PAGE EXTRACT:
2. Budget Considerations

  • Budget Pricing vs. Quoted Pricing: Distinguish between estimated budget costs and actual price quotes to ensure accurate comparisons. Be aware of vendors’ recommended contingency funds for unexpected expenses.
  • Essential vs. Nice-to-Have Features: Clearly define which features are necessary for your operations and which are optional. Use detailed specifications to prioritize essential features and eliminate unnecessary ones, potentially requesting revised quotes from vendors.

3. Initial Investment Factors

  • Integration: Assess how well the palletizing system will align with your factory layout, processes, and existing systems. Ask vendors about compatibility, required modifications, and examples of successful integrations.
  • Customization: Determine if the system meets your essential requirements out-of-the-box or if additional customization is needed, both initially and over time to maintain functionality.
  • Vendor Lock-In: Consider the long-term implications of relying on a specific vendor, including how it might affect scalability, flexibility, and future costs.
  • Scalability: Evaluate whether the system can grow with your needs, the costs associated with upgrades, and if it allows for incremental investments as requirements evolve.

4. Operating Costs Details

  • Energy Costs: Vary based on system efficiency, usage duration, and local electricity rates.
  • Maintenance and Repairs: Regular upkeep is essential. Understand who will perform maintenance, the terms of service contracts, and the availability of spare parts.
  • Training Costs: Factor in the expenses for training employees to operate and maintain the system effectively.
  • Programming and Software Updates: Account for software licensing fees, subscription costs, and whether updates or programming changes require external support.

INFORMATION PROVIDED:
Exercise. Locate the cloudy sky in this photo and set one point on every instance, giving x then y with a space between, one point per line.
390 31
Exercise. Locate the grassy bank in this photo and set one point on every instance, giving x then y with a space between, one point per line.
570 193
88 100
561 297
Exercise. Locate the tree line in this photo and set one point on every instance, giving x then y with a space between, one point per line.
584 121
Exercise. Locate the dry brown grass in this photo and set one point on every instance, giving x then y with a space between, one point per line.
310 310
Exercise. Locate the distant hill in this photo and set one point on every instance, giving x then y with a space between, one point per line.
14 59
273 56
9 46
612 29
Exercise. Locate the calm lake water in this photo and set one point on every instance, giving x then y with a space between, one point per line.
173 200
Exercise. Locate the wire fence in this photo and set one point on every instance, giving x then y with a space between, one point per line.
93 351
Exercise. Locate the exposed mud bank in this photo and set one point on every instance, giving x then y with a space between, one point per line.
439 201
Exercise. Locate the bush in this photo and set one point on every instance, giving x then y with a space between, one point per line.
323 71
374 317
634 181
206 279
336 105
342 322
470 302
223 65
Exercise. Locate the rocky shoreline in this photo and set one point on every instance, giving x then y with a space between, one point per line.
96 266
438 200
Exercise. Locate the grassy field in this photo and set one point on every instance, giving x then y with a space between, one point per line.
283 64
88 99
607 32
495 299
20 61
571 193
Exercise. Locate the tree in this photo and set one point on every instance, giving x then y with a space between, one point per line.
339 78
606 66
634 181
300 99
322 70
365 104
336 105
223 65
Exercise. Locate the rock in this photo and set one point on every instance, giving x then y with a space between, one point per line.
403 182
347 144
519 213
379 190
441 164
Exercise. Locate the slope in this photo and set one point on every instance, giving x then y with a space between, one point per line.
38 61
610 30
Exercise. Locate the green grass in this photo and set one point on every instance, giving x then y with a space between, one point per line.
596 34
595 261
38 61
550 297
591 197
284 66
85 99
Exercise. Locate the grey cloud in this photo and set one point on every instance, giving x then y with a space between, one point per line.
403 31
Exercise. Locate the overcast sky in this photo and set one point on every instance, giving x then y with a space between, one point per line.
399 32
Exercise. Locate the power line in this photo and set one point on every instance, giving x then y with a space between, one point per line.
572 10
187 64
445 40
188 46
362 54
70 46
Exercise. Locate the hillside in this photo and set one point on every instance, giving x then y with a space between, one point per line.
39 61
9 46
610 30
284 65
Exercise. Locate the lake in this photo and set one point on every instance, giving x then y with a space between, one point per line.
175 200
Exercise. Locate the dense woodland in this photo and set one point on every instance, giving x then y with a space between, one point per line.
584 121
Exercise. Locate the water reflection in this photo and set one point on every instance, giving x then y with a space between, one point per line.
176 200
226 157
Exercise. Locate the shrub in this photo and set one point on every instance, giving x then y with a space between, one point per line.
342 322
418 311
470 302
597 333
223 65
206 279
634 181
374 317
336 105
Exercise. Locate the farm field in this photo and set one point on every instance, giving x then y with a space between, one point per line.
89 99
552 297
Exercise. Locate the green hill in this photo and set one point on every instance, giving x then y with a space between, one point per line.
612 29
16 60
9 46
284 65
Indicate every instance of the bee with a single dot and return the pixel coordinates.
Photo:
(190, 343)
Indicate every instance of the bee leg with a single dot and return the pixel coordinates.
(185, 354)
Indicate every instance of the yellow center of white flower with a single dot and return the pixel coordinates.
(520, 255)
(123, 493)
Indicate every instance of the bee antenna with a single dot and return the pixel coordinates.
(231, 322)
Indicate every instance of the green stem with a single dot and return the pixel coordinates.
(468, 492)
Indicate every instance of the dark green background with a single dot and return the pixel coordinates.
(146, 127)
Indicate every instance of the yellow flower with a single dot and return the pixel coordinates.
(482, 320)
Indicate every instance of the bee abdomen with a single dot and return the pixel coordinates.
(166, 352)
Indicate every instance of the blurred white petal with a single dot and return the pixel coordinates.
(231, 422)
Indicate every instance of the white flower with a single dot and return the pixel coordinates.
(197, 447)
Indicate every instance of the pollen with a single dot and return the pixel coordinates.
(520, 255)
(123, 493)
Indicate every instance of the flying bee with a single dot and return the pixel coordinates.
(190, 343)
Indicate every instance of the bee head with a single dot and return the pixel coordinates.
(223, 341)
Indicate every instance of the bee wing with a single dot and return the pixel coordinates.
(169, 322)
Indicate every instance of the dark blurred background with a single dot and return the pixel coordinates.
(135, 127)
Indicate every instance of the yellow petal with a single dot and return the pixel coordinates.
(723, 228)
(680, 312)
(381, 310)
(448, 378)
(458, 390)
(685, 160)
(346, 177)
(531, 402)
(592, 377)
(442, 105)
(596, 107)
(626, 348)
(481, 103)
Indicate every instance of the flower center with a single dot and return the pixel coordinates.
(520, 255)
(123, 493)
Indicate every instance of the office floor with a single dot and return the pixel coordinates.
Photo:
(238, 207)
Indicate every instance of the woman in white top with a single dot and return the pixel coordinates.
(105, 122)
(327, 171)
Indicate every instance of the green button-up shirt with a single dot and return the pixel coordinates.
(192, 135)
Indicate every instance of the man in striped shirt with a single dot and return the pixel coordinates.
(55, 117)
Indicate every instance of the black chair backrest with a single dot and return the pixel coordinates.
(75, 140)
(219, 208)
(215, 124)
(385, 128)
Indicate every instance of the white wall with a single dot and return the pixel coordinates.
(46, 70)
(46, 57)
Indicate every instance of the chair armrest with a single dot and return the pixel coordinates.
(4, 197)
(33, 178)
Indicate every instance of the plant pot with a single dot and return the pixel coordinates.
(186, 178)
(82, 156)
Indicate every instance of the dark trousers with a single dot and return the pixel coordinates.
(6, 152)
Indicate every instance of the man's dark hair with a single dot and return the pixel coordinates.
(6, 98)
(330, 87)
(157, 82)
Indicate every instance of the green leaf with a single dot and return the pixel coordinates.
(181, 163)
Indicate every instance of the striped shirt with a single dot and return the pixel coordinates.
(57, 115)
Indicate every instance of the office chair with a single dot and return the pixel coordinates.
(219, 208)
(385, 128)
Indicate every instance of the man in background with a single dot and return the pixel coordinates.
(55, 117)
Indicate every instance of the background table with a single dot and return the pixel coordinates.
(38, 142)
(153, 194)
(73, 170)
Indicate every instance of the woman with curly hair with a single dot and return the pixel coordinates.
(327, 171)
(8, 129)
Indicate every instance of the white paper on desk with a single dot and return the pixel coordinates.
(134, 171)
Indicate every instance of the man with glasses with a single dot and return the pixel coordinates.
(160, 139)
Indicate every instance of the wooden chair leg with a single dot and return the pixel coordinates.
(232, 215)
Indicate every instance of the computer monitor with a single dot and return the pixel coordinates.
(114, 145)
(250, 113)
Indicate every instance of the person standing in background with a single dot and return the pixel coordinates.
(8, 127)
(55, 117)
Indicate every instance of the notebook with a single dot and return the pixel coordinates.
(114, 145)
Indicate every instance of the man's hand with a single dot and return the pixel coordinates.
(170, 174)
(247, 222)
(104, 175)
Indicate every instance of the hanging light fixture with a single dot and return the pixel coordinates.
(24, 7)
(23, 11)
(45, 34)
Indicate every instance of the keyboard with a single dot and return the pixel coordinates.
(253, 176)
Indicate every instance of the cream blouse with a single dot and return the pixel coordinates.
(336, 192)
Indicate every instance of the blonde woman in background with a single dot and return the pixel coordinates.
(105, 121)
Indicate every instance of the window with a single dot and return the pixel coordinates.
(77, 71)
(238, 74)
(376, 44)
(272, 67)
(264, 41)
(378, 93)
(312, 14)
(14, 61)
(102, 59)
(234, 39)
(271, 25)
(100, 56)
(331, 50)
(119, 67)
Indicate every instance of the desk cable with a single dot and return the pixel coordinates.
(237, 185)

TASKS:
[1] In the extract on palletizing system costs, put the sentence "Be aware of vendors’ recommended contingency funds for unexpected expenses." into Spanish.
[2] Write the next part of the extract on palletizing system costs, picking up right after its final bullet.

RESULTS FOR THE EXERCISE:
[1] Tenga en cuenta los fondos de contingencia recomendados por los proveedores para gastos imprevistos.

[2]
5. Practical Tips for Evaluation

  • Vendor Questions: Prepare specific questions about integration capabilities, customization options, scalability, and support services to ensure the system meets your needs.
  • Cost Tracking: Keep a detailed record of all potential expenses to achieve a more accurate estimate of both initial and ongoing costs.

Step 4: Calculate your ROI

Now, understanding the initial and ownership costs from the previous chapter, the next logical step is to project the Return on Investment (ROI).  Here are the formulas and factors that should be considered to calculate your return on investment:

PRODUCTIVITY GAINS

  • Cycle time: Duration to complete a specific task or produce an item.
  • Output: Number of units processed per unit of time.
  • Scalability: Ability to increase volume with minimal additional cost.

LABOR IMPACT

  • Labor costs: Current manual labor costs, including wages and benefits.
  • Labor efficiency: Productivity and efficiency of manual labor.
  • Labor flexibility: Ability to reassign labor for various tasks.

COST OF OWNERSHIP

To define the total cost of ownership, the operation costs should be added to the initial investment by considering a specific period (typically predefined by the business) for each solution in the comparison.

INVESTMENT RISK ASSESSMENT

Any investment can have risks. It is important to consider them and have a mitigation plan if they happen.

  • Identify risks: Potential risks such as technological failures, market changes, or regulatory issues.
  • Risk mitigation: Document strategies to mitigate each risk and calculate the potential cost associated with mitigation.
  • Include a risk factor in your ROI comparison: Look at your factory’s previous, large-scale, cross-functional investment projects. Were they on time and on budget? If not, add that risk factor to your ROI calculation for traditional robots palletizing solutions.

INTANGIBLE BENEFITS

These may not be clear numbers, but they are qualitative gains that need to be considered in your decision process.

  • Safety: Decrease costs associated with workplace accidents, medical leave, injuries, and near-misses.
  • Employee engagement: Evaluate the influence on workforce morale and the increase in employee retention.
  • Quality improvement: Calculate the reduction of costs related to errors.
  • Market reputation: Estimate the positive impact on the company’s reputation (both with customers and job candidates) for innovation and efficiency.

Depalletizing: What You Need to Know

Depalletizing is the process of systematically removing boxes, bags, or other packaged items from a loaded pallet. It is often the first step in a manufacturing or distribution process, where raw materials or finished goods arrive on a pallet and need to be unpacked.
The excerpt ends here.